• **INSTRUCTIONS FOR THE TASK**
Pull out every line in the items below that contains the word "dark", and list only those lines.

• **ENTRIES PROVIDED**
>> START

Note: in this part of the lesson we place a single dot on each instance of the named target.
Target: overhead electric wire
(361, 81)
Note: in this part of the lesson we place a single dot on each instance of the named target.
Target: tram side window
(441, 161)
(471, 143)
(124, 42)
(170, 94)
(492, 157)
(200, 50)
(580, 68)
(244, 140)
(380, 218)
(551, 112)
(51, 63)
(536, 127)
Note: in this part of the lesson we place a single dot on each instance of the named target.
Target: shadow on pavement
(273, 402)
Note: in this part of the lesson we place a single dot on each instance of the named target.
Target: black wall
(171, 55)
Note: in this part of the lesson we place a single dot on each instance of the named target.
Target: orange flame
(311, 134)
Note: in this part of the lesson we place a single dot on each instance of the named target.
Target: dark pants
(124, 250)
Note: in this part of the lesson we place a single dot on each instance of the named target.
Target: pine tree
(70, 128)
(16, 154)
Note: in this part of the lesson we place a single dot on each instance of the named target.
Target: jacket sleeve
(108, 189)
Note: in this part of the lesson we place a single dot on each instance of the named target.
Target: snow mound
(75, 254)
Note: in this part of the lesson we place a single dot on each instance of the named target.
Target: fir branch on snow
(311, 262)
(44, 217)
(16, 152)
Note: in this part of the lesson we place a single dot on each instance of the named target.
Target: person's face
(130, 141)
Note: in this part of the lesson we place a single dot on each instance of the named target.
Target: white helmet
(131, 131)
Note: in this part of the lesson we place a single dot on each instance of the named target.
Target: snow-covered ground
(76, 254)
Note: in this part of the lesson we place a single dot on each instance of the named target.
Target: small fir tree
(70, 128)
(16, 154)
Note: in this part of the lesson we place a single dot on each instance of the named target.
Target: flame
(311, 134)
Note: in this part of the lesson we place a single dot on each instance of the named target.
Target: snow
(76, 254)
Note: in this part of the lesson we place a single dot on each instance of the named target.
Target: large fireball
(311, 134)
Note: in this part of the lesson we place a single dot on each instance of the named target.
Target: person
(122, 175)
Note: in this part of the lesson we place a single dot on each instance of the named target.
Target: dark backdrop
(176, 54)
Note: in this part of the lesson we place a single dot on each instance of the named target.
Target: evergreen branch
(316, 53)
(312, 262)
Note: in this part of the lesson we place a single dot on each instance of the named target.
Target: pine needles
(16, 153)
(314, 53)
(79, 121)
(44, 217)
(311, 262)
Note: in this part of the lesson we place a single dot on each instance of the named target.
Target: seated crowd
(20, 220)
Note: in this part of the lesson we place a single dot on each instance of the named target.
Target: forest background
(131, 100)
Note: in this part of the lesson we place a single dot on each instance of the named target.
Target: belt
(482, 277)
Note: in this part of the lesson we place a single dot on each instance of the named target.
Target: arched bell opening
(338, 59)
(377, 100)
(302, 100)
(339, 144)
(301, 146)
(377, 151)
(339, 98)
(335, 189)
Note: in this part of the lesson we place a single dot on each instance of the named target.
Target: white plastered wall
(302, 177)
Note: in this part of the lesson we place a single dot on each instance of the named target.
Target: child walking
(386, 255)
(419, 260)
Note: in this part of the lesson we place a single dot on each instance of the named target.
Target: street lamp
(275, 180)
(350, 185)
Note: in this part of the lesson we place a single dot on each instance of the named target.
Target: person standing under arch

>> END

• **SOLUTION TO THIS TASK**
Target: dark pants
Target: dark backdrop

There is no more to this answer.